_Directions_. In every entry below, swap "one per line" for "each on its own line" and repeat the lines with nothing else changed.

━━ Data rows ━━

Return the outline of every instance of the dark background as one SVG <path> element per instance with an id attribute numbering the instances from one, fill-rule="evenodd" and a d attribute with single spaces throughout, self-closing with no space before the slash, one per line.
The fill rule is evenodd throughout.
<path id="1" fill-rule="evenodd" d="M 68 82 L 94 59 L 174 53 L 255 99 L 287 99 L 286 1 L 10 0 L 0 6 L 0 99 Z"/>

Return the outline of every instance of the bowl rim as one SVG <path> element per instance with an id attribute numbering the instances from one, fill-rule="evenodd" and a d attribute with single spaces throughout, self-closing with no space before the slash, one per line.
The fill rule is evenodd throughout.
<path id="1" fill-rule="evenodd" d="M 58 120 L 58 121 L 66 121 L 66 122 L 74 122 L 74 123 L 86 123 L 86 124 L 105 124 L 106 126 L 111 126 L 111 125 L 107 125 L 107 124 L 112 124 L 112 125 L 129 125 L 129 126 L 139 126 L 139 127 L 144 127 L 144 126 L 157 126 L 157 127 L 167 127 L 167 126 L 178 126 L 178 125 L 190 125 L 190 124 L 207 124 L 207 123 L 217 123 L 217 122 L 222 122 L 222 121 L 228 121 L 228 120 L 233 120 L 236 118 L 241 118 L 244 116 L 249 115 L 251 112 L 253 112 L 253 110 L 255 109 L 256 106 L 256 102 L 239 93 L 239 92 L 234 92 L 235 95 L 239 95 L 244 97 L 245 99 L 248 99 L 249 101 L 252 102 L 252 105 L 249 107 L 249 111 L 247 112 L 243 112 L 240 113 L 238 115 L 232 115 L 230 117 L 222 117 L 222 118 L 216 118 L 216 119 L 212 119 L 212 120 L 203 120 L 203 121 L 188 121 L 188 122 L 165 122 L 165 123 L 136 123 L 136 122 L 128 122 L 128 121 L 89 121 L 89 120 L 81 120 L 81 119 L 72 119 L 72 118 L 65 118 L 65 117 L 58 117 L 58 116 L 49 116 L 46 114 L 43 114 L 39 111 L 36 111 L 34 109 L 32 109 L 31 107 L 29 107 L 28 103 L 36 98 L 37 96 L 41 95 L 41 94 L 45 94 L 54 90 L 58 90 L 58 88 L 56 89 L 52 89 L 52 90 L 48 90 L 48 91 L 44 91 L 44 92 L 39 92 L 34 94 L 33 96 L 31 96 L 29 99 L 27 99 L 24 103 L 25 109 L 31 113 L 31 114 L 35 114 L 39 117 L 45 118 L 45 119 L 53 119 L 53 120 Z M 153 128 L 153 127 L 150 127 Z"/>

━━━

_Response to this task_.
Return the outline of every instance of the dark background as one SVG <path> element per instance with an id attribute numbering the instances from one, fill-rule="evenodd" and a d attribute with single spaces throughout, self-closing with no space before the slash, each on its own line.
The fill rule is evenodd throughout.
<path id="1" fill-rule="evenodd" d="M 68 82 L 94 59 L 174 53 L 255 99 L 287 99 L 286 1 L 10 0 L 0 6 L 0 99 Z"/>

Return the outline of every instance of the bowl rim as one SVG <path> element per instance with an id attribute numbering the instances from one, fill-rule="evenodd" and a d attribute with single spaces throughout, self-closing with no space before the slash, each on its own line.
The fill rule is evenodd throughout.
<path id="1" fill-rule="evenodd" d="M 58 120 L 58 121 L 66 121 L 66 122 L 74 122 L 74 123 L 86 123 L 86 124 L 105 124 L 106 126 L 111 126 L 111 125 L 107 125 L 107 124 L 112 124 L 112 125 L 129 125 L 129 126 L 139 126 L 139 127 L 144 127 L 144 126 L 157 126 L 157 127 L 167 127 L 167 126 L 178 126 L 178 125 L 190 125 L 190 124 L 207 124 L 207 123 L 217 123 L 217 122 L 222 122 L 222 121 L 228 121 L 228 120 L 233 120 L 236 118 L 241 118 L 244 116 L 249 115 L 251 112 L 253 112 L 253 110 L 255 109 L 256 106 L 256 102 L 239 93 L 239 92 L 234 92 L 235 95 L 239 95 L 244 97 L 245 99 L 248 99 L 249 101 L 252 102 L 252 105 L 249 107 L 249 111 L 247 112 L 243 112 L 240 113 L 238 115 L 232 115 L 230 117 L 222 117 L 222 118 L 216 118 L 216 119 L 212 119 L 212 120 L 203 120 L 203 121 L 188 121 L 188 122 L 165 122 L 165 123 L 136 123 L 136 122 L 128 122 L 128 121 L 89 121 L 89 120 L 81 120 L 81 119 L 72 119 L 72 118 L 65 118 L 65 117 L 58 117 L 58 116 L 49 116 L 46 114 L 43 114 L 39 111 L 36 111 L 34 109 L 32 109 L 31 107 L 29 107 L 28 103 L 36 98 L 37 96 L 41 95 L 41 94 L 45 94 L 54 90 L 58 90 L 58 88 L 56 89 L 52 89 L 52 90 L 48 90 L 48 91 L 44 91 L 44 92 L 39 92 L 34 94 L 33 96 L 31 96 L 29 99 L 27 99 L 24 103 L 25 109 L 31 113 L 31 114 L 35 114 L 39 117 L 45 118 L 45 119 L 53 119 L 53 120 Z M 153 128 L 153 127 L 150 127 Z"/>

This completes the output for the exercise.